BEGIN DATA EXTRACT
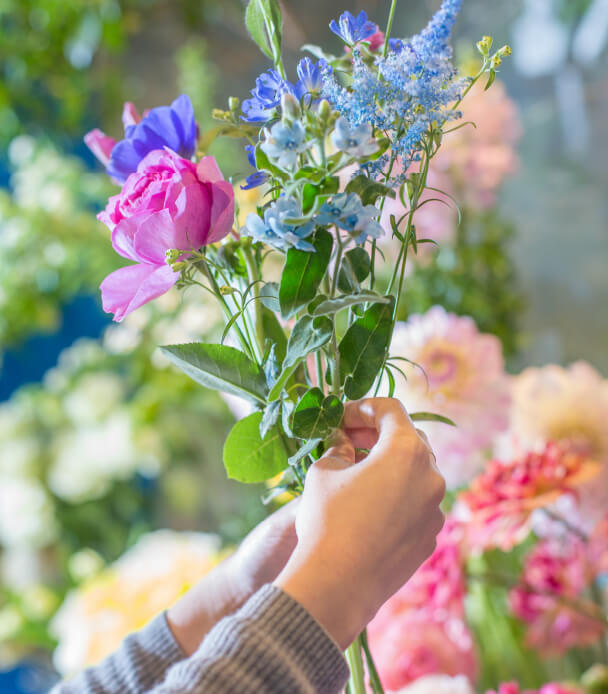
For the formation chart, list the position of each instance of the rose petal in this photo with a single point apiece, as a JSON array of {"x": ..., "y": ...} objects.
[{"x": 130, "y": 287}]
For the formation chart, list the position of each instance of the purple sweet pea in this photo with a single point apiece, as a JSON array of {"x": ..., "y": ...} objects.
[
  {"x": 166, "y": 126},
  {"x": 353, "y": 29}
]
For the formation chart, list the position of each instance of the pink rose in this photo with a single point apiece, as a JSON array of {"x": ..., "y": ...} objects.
[{"x": 168, "y": 203}]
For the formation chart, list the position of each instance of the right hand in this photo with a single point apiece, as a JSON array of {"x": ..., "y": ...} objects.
[{"x": 364, "y": 525}]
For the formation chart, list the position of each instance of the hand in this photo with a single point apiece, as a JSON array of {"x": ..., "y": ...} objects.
[
  {"x": 259, "y": 559},
  {"x": 363, "y": 529}
]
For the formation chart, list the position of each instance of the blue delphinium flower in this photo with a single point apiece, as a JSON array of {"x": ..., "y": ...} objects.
[
  {"x": 310, "y": 78},
  {"x": 266, "y": 97},
  {"x": 166, "y": 126},
  {"x": 275, "y": 231},
  {"x": 348, "y": 212},
  {"x": 406, "y": 92},
  {"x": 256, "y": 179},
  {"x": 358, "y": 141},
  {"x": 284, "y": 142},
  {"x": 352, "y": 29}
]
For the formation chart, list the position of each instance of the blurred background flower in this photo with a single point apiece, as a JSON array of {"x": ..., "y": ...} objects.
[{"x": 102, "y": 443}]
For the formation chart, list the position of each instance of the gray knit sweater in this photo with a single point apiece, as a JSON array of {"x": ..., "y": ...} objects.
[{"x": 272, "y": 645}]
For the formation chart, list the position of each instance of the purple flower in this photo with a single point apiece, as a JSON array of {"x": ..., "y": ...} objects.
[
  {"x": 166, "y": 126},
  {"x": 258, "y": 178},
  {"x": 352, "y": 29},
  {"x": 266, "y": 97},
  {"x": 310, "y": 76}
]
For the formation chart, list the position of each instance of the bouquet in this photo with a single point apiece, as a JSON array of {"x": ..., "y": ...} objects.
[{"x": 329, "y": 150}]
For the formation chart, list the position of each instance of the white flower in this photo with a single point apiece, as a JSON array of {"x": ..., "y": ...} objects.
[
  {"x": 146, "y": 580},
  {"x": 95, "y": 396},
  {"x": 26, "y": 513},
  {"x": 89, "y": 459},
  {"x": 439, "y": 684}
]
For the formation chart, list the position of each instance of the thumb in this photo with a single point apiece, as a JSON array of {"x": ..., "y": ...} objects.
[{"x": 340, "y": 452}]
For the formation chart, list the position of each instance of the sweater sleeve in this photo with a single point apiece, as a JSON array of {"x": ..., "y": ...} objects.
[
  {"x": 272, "y": 645},
  {"x": 137, "y": 666}
]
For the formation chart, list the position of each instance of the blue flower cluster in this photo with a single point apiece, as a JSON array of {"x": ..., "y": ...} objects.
[
  {"x": 352, "y": 29},
  {"x": 405, "y": 92},
  {"x": 270, "y": 87},
  {"x": 345, "y": 210}
]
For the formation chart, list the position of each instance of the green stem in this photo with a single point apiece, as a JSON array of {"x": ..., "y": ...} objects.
[
  {"x": 374, "y": 678},
  {"x": 204, "y": 268},
  {"x": 254, "y": 278},
  {"x": 389, "y": 26},
  {"x": 355, "y": 663}
]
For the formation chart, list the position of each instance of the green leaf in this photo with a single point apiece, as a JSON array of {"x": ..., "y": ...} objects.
[
  {"x": 369, "y": 191},
  {"x": 354, "y": 269},
  {"x": 220, "y": 368},
  {"x": 316, "y": 416},
  {"x": 305, "y": 450},
  {"x": 363, "y": 349},
  {"x": 303, "y": 273},
  {"x": 430, "y": 417},
  {"x": 248, "y": 457},
  {"x": 274, "y": 332},
  {"x": 264, "y": 22},
  {"x": 308, "y": 335},
  {"x": 334, "y": 305}
]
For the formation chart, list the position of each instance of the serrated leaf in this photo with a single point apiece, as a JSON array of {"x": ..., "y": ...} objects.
[
  {"x": 264, "y": 23},
  {"x": 431, "y": 417},
  {"x": 220, "y": 368},
  {"x": 316, "y": 416},
  {"x": 250, "y": 458},
  {"x": 363, "y": 349},
  {"x": 303, "y": 273},
  {"x": 341, "y": 302},
  {"x": 308, "y": 335}
]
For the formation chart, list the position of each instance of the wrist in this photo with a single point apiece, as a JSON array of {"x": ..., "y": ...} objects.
[{"x": 329, "y": 597}]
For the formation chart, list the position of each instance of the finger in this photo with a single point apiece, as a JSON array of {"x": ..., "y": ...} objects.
[{"x": 386, "y": 415}]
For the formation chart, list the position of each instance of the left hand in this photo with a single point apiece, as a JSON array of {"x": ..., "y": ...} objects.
[{"x": 259, "y": 560}]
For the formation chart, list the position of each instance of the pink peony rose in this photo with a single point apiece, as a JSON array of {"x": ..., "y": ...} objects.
[{"x": 168, "y": 203}]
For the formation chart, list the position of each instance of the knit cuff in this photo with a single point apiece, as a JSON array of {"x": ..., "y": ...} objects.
[{"x": 309, "y": 647}]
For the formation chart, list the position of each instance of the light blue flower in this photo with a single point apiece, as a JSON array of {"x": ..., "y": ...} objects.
[
  {"x": 352, "y": 29},
  {"x": 275, "y": 230},
  {"x": 284, "y": 142},
  {"x": 358, "y": 141},
  {"x": 347, "y": 212}
]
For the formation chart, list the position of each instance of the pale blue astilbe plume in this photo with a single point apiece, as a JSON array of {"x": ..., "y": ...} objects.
[{"x": 405, "y": 92}]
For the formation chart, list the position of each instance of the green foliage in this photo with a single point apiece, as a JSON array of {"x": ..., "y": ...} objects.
[
  {"x": 363, "y": 349},
  {"x": 316, "y": 416},
  {"x": 265, "y": 24},
  {"x": 220, "y": 368},
  {"x": 248, "y": 457},
  {"x": 475, "y": 276},
  {"x": 303, "y": 273}
]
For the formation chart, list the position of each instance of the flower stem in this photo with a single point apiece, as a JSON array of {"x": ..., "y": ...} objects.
[
  {"x": 355, "y": 663},
  {"x": 389, "y": 26}
]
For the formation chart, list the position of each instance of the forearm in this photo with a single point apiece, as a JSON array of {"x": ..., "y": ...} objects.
[
  {"x": 138, "y": 666},
  {"x": 272, "y": 645}
]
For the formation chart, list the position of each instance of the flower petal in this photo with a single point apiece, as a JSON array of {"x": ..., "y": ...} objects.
[{"x": 130, "y": 287}]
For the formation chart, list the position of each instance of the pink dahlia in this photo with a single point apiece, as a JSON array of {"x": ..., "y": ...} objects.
[
  {"x": 557, "y": 404},
  {"x": 551, "y": 688},
  {"x": 414, "y": 645},
  {"x": 459, "y": 374},
  {"x": 551, "y": 600},
  {"x": 499, "y": 502},
  {"x": 421, "y": 630}
]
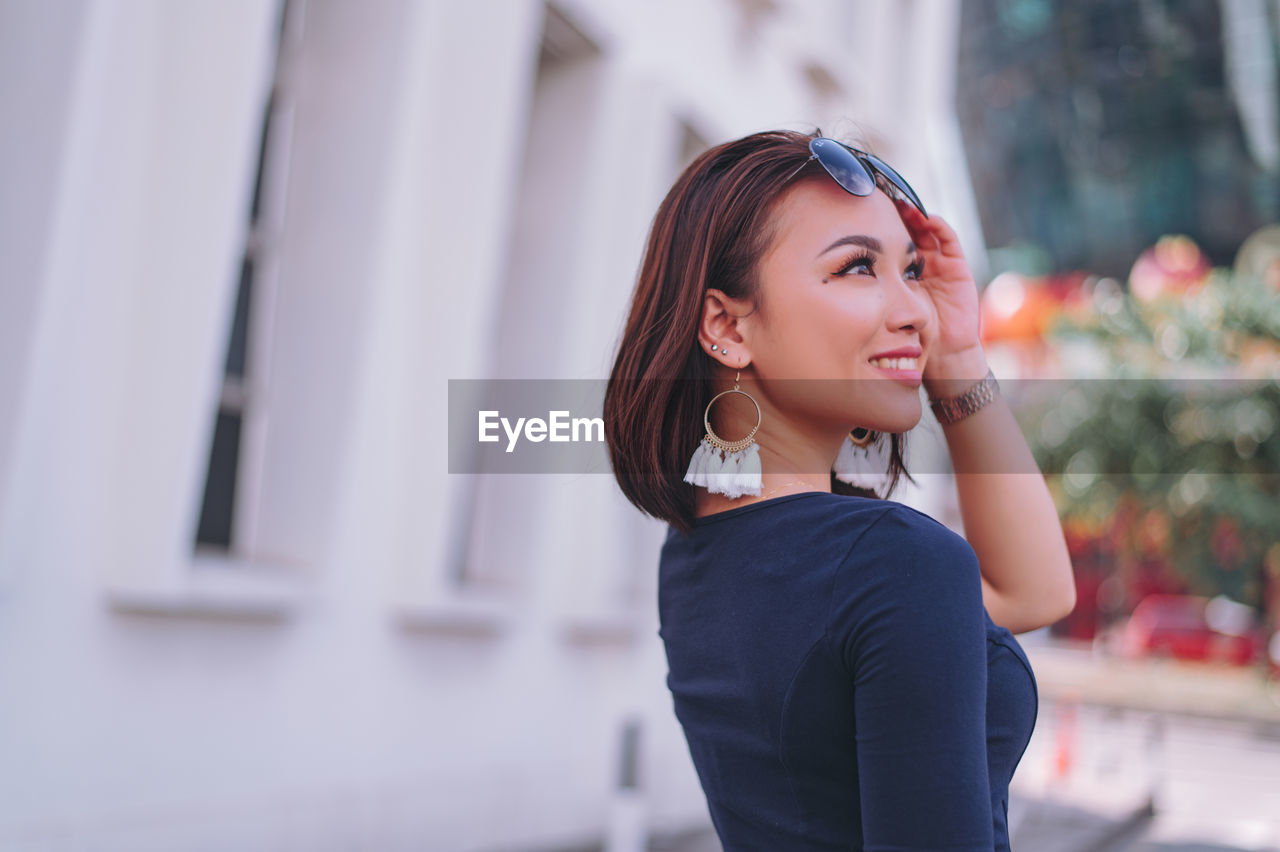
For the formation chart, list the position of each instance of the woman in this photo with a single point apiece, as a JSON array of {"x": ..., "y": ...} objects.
[{"x": 842, "y": 665}]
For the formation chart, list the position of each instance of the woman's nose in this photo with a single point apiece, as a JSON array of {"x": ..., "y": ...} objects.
[{"x": 912, "y": 307}]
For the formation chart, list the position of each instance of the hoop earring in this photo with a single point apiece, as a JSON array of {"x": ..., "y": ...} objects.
[
  {"x": 854, "y": 463},
  {"x": 731, "y": 468}
]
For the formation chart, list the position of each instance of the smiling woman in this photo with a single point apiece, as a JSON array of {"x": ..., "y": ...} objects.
[{"x": 841, "y": 664}]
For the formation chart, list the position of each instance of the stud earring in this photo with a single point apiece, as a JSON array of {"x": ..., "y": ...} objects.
[{"x": 731, "y": 468}]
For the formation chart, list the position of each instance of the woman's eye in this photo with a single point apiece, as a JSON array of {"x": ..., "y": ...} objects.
[{"x": 856, "y": 264}]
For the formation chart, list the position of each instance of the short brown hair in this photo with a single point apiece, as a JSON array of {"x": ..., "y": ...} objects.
[{"x": 712, "y": 230}]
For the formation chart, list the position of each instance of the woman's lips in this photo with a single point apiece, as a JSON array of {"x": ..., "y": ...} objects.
[{"x": 906, "y": 370}]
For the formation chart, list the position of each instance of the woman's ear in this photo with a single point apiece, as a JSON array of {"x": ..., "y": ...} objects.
[{"x": 723, "y": 331}]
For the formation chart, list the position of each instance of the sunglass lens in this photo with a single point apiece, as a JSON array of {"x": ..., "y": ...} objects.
[
  {"x": 842, "y": 165},
  {"x": 896, "y": 179}
]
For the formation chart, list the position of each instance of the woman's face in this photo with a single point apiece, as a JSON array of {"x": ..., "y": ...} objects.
[{"x": 841, "y": 302}]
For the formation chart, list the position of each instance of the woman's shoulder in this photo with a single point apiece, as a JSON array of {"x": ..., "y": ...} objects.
[{"x": 903, "y": 541}]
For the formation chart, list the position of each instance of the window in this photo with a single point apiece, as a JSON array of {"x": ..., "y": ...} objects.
[{"x": 227, "y": 508}]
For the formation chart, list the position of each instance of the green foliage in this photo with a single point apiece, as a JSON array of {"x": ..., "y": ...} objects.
[{"x": 1180, "y": 426}]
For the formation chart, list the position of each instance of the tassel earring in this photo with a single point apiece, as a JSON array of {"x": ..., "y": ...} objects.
[
  {"x": 855, "y": 465},
  {"x": 731, "y": 468}
]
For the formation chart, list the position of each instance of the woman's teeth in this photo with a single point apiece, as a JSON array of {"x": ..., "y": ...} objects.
[{"x": 895, "y": 363}]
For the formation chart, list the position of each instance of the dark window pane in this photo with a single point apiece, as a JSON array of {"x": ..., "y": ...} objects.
[
  {"x": 215, "y": 514},
  {"x": 238, "y": 346}
]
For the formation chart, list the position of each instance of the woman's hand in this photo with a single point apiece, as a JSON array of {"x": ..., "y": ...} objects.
[{"x": 956, "y": 348}]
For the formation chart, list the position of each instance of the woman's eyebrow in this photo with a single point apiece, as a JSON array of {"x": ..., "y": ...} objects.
[{"x": 863, "y": 239}]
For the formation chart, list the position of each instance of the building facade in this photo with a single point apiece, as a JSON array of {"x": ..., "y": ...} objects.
[{"x": 243, "y": 604}]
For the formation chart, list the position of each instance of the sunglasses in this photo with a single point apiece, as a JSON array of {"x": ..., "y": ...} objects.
[{"x": 853, "y": 169}]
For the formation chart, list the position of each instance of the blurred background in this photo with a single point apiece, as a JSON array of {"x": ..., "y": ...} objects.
[{"x": 247, "y": 244}]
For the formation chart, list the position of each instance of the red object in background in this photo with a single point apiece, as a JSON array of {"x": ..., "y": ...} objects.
[{"x": 1175, "y": 626}]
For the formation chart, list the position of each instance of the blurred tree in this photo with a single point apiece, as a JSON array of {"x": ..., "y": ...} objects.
[{"x": 1174, "y": 457}]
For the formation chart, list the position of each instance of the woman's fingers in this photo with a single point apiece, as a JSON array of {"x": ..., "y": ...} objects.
[{"x": 945, "y": 238}]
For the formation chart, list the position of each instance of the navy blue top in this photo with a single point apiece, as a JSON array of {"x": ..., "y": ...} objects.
[{"x": 839, "y": 679}]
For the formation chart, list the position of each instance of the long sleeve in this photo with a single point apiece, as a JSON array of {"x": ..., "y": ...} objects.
[{"x": 906, "y": 619}]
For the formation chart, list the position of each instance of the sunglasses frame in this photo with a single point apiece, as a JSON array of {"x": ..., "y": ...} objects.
[{"x": 856, "y": 164}]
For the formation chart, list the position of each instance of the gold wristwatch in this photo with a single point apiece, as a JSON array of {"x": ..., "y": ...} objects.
[{"x": 955, "y": 408}]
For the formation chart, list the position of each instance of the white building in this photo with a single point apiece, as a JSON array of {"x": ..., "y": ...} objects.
[{"x": 362, "y": 651}]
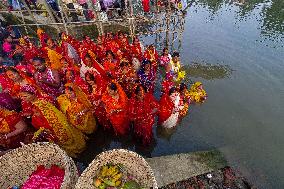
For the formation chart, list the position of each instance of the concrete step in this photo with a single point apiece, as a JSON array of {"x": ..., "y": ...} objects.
[{"x": 178, "y": 167}]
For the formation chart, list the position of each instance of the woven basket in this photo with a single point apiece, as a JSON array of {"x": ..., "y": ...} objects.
[
  {"x": 134, "y": 164},
  {"x": 17, "y": 165}
]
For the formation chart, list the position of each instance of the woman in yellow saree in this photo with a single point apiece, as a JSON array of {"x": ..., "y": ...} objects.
[
  {"x": 47, "y": 116},
  {"x": 77, "y": 108}
]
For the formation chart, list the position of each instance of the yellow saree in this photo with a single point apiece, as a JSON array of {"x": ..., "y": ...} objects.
[
  {"x": 69, "y": 138},
  {"x": 78, "y": 111}
]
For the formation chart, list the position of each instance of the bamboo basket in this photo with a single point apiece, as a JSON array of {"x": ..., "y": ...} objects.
[
  {"x": 17, "y": 165},
  {"x": 134, "y": 164}
]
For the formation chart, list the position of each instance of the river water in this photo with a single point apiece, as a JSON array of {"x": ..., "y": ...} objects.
[{"x": 237, "y": 51}]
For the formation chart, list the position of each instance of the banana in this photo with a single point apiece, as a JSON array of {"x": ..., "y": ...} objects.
[
  {"x": 117, "y": 177},
  {"x": 117, "y": 183},
  {"x": 104, "y": 171}
]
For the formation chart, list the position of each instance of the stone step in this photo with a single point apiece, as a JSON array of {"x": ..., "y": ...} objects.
[{"x": 178, "y": 167}]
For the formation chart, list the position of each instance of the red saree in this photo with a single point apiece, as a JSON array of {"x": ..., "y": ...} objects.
[
  {"x": 143, "y": 117},
  {"x": 166, "y": 107},
  {"x": 117, "y": 111}
]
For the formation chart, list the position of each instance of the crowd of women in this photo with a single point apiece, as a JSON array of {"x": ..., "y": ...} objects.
[{"x": 61, "y": 91}]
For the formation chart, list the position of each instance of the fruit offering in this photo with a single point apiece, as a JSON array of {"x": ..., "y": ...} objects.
[{"x": 115, "y": 176}]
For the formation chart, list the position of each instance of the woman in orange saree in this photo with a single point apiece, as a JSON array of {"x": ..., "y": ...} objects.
[
  {"x": 12, "y": 127},
  {"x": 96, "y": 88},
  {"x": 18, "y": 79},
  {"x": 77, "y": 108},
  {"x": 46, "y": 116},
  {"x": 142, "y": 109},
  {"x": 116, "y": 104}
]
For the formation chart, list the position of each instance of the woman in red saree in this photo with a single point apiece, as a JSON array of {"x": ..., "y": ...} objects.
[
  {"x": 152, "y": 55},
  {"x": 12, "y": 127},
  {"x": 146, "y": 5},
  {"x": 127, "y": 77},
  {"x": 116, "y": 104},
  {"x": 142, "y": 109},
  {"x": 96, "y": 89},
  {"x": 72, "y": 77},
  {"x": 137, "y": 49},
  {"x": 18, "y": 80},
  {"x": 170, "y": 106},
  {"x": 110, "y": 63}
]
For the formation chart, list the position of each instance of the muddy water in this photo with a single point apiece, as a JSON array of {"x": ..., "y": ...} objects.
[{"x": 237, "y": 51}]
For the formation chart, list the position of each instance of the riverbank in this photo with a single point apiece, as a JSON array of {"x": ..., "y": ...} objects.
[{"x": 204, "y": 169}]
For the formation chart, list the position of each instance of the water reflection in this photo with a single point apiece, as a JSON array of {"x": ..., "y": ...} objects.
[
  {"x": 208, "y": 71},
  {"x": 271, "y": 13},
  {"x": 165, "y": 133}
]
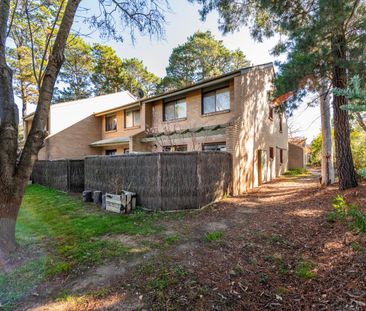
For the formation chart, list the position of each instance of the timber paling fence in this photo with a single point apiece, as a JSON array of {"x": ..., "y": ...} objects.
[
  {"x": 162, "y": 181},
  {"x": 64, "y": 175}
]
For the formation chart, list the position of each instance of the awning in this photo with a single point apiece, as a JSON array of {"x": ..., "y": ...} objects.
[
  {"x": 110, "y": 141},
  {"x": 204, "y": 131}
]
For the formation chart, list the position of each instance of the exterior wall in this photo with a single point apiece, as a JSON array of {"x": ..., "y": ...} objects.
[
  {"x": 73, "y": 142},
  {"x": 121, "y": 130},
  {"x": 296, "y": 157},
  {"x": 195, "y": 118},
  {"x": 253, "y": 131}
]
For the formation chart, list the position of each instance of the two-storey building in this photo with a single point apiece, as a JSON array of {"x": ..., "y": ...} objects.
[{"x": 232, "y": 112}]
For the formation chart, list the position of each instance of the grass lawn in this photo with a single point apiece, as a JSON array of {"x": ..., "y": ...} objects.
[{"x": 65, "y": 234}]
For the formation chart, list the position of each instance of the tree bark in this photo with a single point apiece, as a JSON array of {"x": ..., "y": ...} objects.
[
  {"x": 327, "y": 168},
  {"x": 14, "y": 175},
  {"x": 360, "y": 121},
  {"x": 344, "y": 160}
]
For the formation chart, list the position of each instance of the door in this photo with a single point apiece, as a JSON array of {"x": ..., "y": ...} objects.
[{"x": 262, "y": 166}]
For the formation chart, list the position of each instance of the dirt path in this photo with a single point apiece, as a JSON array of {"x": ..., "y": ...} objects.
[{"x": 271, "y": 249}]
END DATA EXTRACT
REQUIRED TASK. Exactly the lines from the line containing "of the water" through the last line of the entries above are to be quoted, both included, and nothing else. Pictures are left out.

EXERCISE RESULT.
For the formation chart, list the position of each instance of the water reflection in this photo with a single point apiece, as a JSON array of {"x": ..., "y": ...} objects.
[
  {"x": 208, "y": 71},
  {"x": 271, "y": 13},
  {"x": 165, "y": 133}
]
For the formation chart, list the position of each instance of the timber paling fence in this photo with a single point apiece, as a JSON array of {"x": ..., "y": ...} objects.
[
  {"x": 162, "y": 181},
  {"x": 64, "y": 175}
]
For the formation chart, list the position of each instance of the awning in this photo with a single point apiece, as a JSON array of {"x": ..., "y": ...} objects.
[
  {"x": 110, "y": 141},
  {"x": 204, "y": 131}
]
For the formation chart, list the position of each instance of the exterior wall in this photo with a single point apiece, as a JSON array of {"x": ..., "y": ...} objects.
[
  {"x": 73, "y": 142},
  {"x": 121, "y": 130},
  {"x": 296, "y": 157},
  {"x": 195, "y": 118},
  {"x": 253, "y": 131}
]
For the formation chart, list the position of each instance of the two-storey building in this photo with a single point apiece, as a JSON array of {"x": ..., "y": ...} objects.
[{"x": 232, "y": 112}]
For the formation chart, list the position of each instance of the grass lawn in this photo with a single point apiece, as a JSON array of {"x": ..., "y": ...} objects.
[{"x": 65, "y": 234}]
For the formation chart, list the position of each instance of the tree bark in this photo with a single point apiece, as a JSON array of {"x": ..., "y": ...} objects.
[
  {"x": 327, "y": 168},
  {"x": 14, "y": 175},
  {"x": 360, "y": 121},
  {"x": 344, "y": 160}
]
For the formation chart, list the position of each instance of the door in this photo with a single point apiece, as a JSON array of {"x": ..., "y": ...} objects.
[{"x": 262, "y": 166}]
For the formation chart, list the position of each instance of the dirt path in this photo with a single point apiece, as a JSON array of {"x": ..., "y": ...} objects.
[{"x": 271, "y": 249}]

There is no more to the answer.